* Written exercise
Take the entries below and print all of them exactly, please.

* Task inputs
##############################
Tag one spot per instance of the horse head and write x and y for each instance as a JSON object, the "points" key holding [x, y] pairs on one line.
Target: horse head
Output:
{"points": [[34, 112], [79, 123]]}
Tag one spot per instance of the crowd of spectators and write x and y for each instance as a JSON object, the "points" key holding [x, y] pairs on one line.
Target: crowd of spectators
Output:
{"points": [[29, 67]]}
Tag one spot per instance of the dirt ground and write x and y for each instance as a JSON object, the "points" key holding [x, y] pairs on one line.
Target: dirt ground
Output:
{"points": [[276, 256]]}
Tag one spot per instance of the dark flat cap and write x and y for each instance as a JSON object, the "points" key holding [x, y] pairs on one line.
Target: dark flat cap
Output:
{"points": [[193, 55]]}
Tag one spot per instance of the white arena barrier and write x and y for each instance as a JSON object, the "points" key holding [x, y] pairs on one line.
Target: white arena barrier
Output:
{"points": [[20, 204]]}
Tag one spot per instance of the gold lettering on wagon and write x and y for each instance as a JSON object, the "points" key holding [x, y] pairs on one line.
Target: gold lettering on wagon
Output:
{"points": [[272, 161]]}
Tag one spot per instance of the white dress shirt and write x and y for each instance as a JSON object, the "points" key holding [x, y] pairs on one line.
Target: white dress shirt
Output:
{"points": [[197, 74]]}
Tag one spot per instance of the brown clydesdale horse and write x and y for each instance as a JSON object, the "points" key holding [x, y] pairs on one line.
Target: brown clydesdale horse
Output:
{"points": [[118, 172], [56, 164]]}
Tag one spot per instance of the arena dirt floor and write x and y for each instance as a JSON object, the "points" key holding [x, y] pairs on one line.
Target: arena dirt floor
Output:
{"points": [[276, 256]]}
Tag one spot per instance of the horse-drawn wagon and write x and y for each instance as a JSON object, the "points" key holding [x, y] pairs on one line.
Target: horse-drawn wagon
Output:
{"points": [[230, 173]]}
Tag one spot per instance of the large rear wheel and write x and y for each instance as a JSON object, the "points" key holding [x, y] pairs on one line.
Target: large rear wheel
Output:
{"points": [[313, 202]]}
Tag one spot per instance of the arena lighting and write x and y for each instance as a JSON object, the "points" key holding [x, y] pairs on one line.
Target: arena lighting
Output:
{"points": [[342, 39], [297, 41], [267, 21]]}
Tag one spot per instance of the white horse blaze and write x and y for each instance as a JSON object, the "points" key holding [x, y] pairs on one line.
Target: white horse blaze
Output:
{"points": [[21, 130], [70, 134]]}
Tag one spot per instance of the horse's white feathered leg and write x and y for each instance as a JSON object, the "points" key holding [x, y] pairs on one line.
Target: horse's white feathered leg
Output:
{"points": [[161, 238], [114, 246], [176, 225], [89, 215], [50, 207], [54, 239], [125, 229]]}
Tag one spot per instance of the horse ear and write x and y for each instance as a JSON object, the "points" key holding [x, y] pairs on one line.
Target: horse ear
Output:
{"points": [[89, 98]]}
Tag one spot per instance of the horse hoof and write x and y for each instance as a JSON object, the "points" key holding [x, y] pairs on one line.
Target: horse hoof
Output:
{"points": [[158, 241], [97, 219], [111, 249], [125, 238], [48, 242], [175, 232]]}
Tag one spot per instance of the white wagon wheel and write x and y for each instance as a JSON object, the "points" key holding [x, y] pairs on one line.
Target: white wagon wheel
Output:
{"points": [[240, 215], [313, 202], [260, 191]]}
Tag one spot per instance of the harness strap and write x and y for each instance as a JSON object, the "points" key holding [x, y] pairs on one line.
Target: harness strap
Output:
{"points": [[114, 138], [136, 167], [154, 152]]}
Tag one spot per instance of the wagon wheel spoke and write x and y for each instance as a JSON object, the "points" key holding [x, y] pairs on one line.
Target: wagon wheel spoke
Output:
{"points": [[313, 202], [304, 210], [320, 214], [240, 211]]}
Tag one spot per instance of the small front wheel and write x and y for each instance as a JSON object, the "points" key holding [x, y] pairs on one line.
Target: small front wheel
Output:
##############################
* The solution
Tag one spot per instance of the horse head and write x and y for each instance as a JSON object, the "points" key holding [x, y] pairs on one line.
Target: horse head
Output:
{"points": [[34, 112], [79, 123]]}
Tag one spot per instance of the crowd of spectators and write x and y for each instance as a JSON object, the "points" key holding [x, y] pairs on one line.
Target: crowd of spectators
Output:
{"points": [[29, 67]]}
Tag one spot per instance of the dirt ground and write x and y for each instance as a JSON object, the "points" key holding [x, y] pairs on one line.
Target: dirt ground
Output:
{"points": [[276, 256]]}
Tag one spot per instance of the dark flat cap and write x and y for each instance as a JSON object, the "points" key holding [x, y] pairs on one line.
Target: dark flat cap
Output:
{"points": [[193, 55]]}
Tag one spot per instance of the white arena barrier and write x and y for each instance as a JSON object, the "points" key holding [x, y] pairs on one line.
Target: white arena barrier
Output:
{"points": [[20, 204]]}
Tag one spot per instance of the gold lettering on wagon and write x and y for each instance as a JSON object, the "points" key holding [x, y] pairs on one line.
Target: gold lettering on wagon
Output:
{"points": [[272, 161]]}
Tag one spot per instance of the white dress shirt and write x and y for each instance as a JSON object, the "points" key holding [x, y] pairs on one line.
Target: white dress shirt
Output:
{"points": [[197, 74]]}
Tag one spot per instance of the brown clydesdale horse and write x and y for each instance as a JSON object, the "points" key holding [x, y] pairs on one line.
Target: brown clydesdale horse
Output:
{"points": [[118, 172], [56, 164]]}
Tag one spot per instance of the arena dirt floor and write x and y for each instance as a JSON object, the "points" key holding [x, y] pairs on one line.
Target: arena dirt floor
Output:
{"points": [[276, 256]]}
Tag one spot per instance of the horse-drawn wagon and write x and y for each instance as a JSON object, the "points" key holding [x, y] pairs on one line.
Target: horse-drawn wagon
Output:
{"points": [[230, 173]]}
Tag one spot per instance of the large rear wheel and write x and y for each instance as a JSON object, the "points" key holding [x, y] pairs on one line.
Target: large rear wheel
Output:
{"points": [[313, 202]]}
Tag one spot per instance of the arena lighting and write x and y for each instance as a JSON object, the "points" key holding [x, y] pairs on one line.
Target: arena lighting
Output:
{"points": [[342, 39], [297, 41], [267, 21]]}
Tag one spot per instance of the white horse blaze and write x and y for each instance as a JSON object, the "points" key holding [x, y] pairs on one line.
Target: white horse blaze
Output:
{"points": [[21, 130], [70, 134]]}
Tag one spot per instance of the horse's white feathered leg and write x and y for each instance as a JSON object, the "points" key holding [x, y] pairs on one line.
Target: horse's white feathered leg
Output:
{"points": [[161, 238], [114, 246], [176, 225], [89, 215], [50, 207], [54, 239], [125, 229]]}
Tag one spot per instance of the horse ear and write x and y for each instance as a JSON object, the "points" key holding [x, y] pairs on one line.
Target: horse ear
Output:
{"points": [[89, 98]]}
Tag one spot per instance of the horse hoof and write x and y for each instance as a JSON object, the "points" key holding [x, y] pairs on one line.
Target: horse hoof
Output:
{"points": [[158, 241], [97, 219], [111, 249], [125, 238], [48, 242], [175, 232]]}
Tag one spot per instance of the white wagon wheel and write x and y for each instance as a JSON object, the "points" key holding [x, y] pairs on one line.
Target: white wagon wheel
Output:
{"points": [[240, 215], [313, 202], [260, 191]]}
Tag one spot per instance of the harness strap and write x and y for each instance as a JSON object, the "points" key holding [x, y] pairs on one line.
Target: harness strap
Output:
{"points": [[114, 138], [136, 167], [154, 152]]}
Tag one spot per instance of the wagon wheel spoke and write x and y for each instance as a JSON object, the "points" key holding [x, y] pairs on one line.
Target: wagon wheel spoke
Output:
{"points": [[313, 202], [304, 210], [320, 214], [240, 211]]}
Tag one spot per instance of the small front wheel and write x and y for each instance as a JSON object, the "points" key holding [x, y] pairs on one line.
Target: small front wheel
Output:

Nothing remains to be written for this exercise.